* Reading text:
● ● ●
Perhaps there is some secret sort of homing instinct in books that brings them to their perfect readers. How delightful if that were true” – The Guernsey Literary and Potato Peel Pie Society, Mary Ann Shaffer & Annie Borrows
Initial Thoughts: I had found The Guernsey Literary and Potato Peel Pie Society by chance while I was browsing through Walmart. It was the title – the super long and strange title – that drew me in. As I found out later while reading, I wasn’t the only one who was curious about what a potato peel pie was made of. I’ll give you a hint… potatoes.
Written with warmth and humor as a series of letters, this novel is a celebration of the written word in all its guises, and of finding connection in the most surprising ways.
“I wonder how the book got to Guernsey? Perhaps there is some sort of secret homing instinct in books that brings them to their perfect readers.”
January 1946: London is emerging from the shadow of the Second World War, and writer Juliet Ashton is looking for her next book subject. Who could imagine that she would find it in a letter from a man she’s never met, a native of the island of Guernsey, who has come across her name written inside a book by Charles Lamb….
● ● ●
* Given information:
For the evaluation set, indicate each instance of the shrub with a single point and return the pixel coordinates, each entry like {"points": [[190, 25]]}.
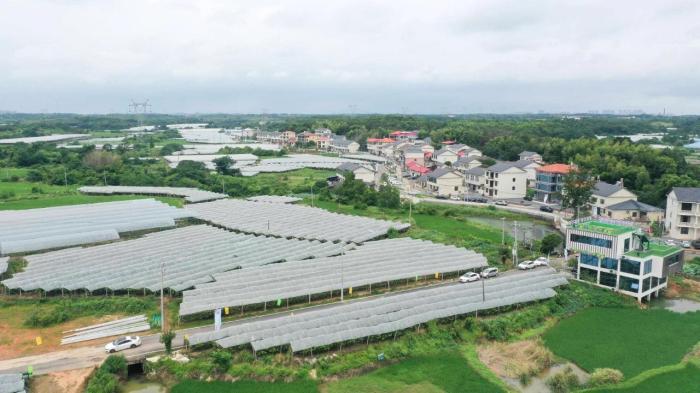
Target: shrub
{"points": [[605, 376], [103, 382], [115, 364], [222, 360], [563, 381]]}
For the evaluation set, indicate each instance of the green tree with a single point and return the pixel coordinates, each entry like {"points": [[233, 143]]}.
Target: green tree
{"points": [[550, 242], [577, 190], [166, 338]]}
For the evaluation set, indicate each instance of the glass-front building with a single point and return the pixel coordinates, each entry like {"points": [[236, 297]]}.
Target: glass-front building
{"points": [[618, 257]]}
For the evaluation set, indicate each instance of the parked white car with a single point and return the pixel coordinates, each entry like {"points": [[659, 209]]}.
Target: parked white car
{"points": [[469, 277], [489, 272], [123, 343], [526, 265]]}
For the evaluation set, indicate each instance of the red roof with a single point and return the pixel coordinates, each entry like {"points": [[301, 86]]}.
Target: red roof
{"points": [[555, 168], [404, 133], [380, 140], [415, 167]]}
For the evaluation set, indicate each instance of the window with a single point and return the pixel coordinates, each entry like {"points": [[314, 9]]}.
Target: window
{"points": [[609, 263], [629, 284], [608, 279], [588, 259], [593, 241], [589, 275], [629, 266]]}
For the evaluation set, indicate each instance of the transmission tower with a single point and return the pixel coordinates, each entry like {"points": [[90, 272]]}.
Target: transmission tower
{"points": [[140, 107]]}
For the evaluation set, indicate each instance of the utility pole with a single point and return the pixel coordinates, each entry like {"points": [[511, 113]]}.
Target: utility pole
{"points": [[503, 231], [483, 290], [342, 277], [515, 243], [162, 304]]}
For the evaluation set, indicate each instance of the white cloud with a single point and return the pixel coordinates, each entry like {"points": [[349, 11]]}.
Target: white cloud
{"points": [[213, 55]]}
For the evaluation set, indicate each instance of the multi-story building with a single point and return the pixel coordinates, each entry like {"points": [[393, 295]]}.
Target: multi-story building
{"points": [[683, 213], [617, 255], [445, 182], [475, 179], [466, 163], [531, 156], [374, 145], [505, 180], [531, 168], [404, 135], [340, 144], [413, 153], [550, 181]]}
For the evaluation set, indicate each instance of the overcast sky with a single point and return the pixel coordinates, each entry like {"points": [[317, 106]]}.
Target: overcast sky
{"points": [[328, 56]]}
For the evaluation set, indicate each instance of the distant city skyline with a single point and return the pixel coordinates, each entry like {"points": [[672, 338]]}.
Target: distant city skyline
{"points": [[316, 57]]}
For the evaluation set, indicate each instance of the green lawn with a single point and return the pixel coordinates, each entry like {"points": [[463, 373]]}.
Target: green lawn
{"points": [[630, 340], [191, 386], [682, 378], [447, 372], [25, 195]]}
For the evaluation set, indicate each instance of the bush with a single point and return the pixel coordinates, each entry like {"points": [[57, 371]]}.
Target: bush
{"points": [[222, 359], [115, 364], [563, 381], [103, 382], [605, 376]]}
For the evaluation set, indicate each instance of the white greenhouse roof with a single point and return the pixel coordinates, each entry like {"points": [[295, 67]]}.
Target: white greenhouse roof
{"points": [[47, 138], [287, 220], [208, 159], [273, 199], [374, 262], [192, 195], [341, 322], [206, 148], [191, 255], [54, 227]]}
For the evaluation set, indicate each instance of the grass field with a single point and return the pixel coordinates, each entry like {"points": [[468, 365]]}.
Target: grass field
{"points": [[191, 386], [447, 372], [25, 195], [684, 378], [630, 340]]}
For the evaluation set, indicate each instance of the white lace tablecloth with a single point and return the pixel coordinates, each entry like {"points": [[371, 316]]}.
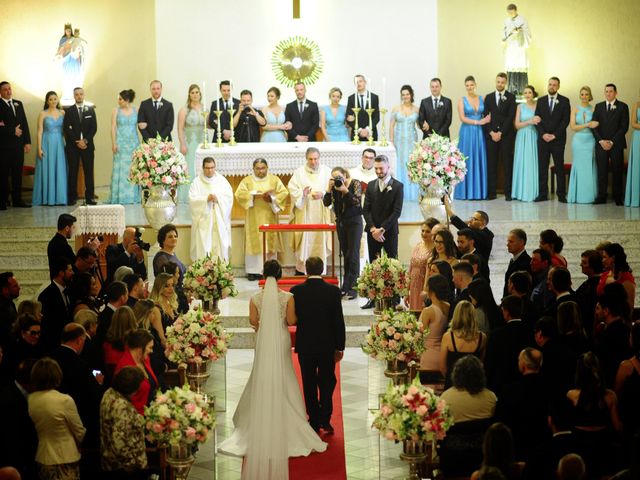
● ● ●
* To be done:
1. Retype part of the review of The Guernsey Literary and Potato Peel Pie Society, starting at the words "Written with warmth" and stopping after "by Charles Lamb….".
2. Extend the review of The Guernsey Literary and Potato Peel Pie Society, picking up right after its last sentence.

* Answers to the exercise:
1.
Written with warmth and humor as a series of letters, this novel is a celebration of the written word in all its guises, and of finding connection in the most surprising ways.
“I wonder how the book got to Guernsey? Perhaps there is some sort of secret homing instinct in books that brings them to their perfect readers.”
January 1946: London is emerging from the shadow of the Second World War, and writer Juliet Ashton is looking for her next book subject. Who could imagine that she would find it in a letter from a man she’s never met, a native of the island of Guernsey, who has come across her name written inside a book by Charles Lamb….

2.
As Juliet and her new correspondent exchange letters, Juliet is drawn into the world of this man and his friends—and what a wonderfully eccentric world it is. The Guernsey Literary and Potato Peel Pie Society—born as a spur-of-the-moment alibi when its members were discovered breaking curfew by the Germans occupying their island—boasts a charming, funny, deeply human cast of characters, from pig farmers to phrenologists, literature lovers all.
Juliet begins a remarkable correspondence with the society’s members, learning about their island, their taste in books, and the impact the recent German occupation has had on their lives. Captivated by their stories, she sets sail for Guernsey, and what she finds will change her forever. ” – Goodreads
The Guernsey Literary and Potato Peel Pie society was an absolute delight to read. My only regret, why didn’t I come across this book sooner!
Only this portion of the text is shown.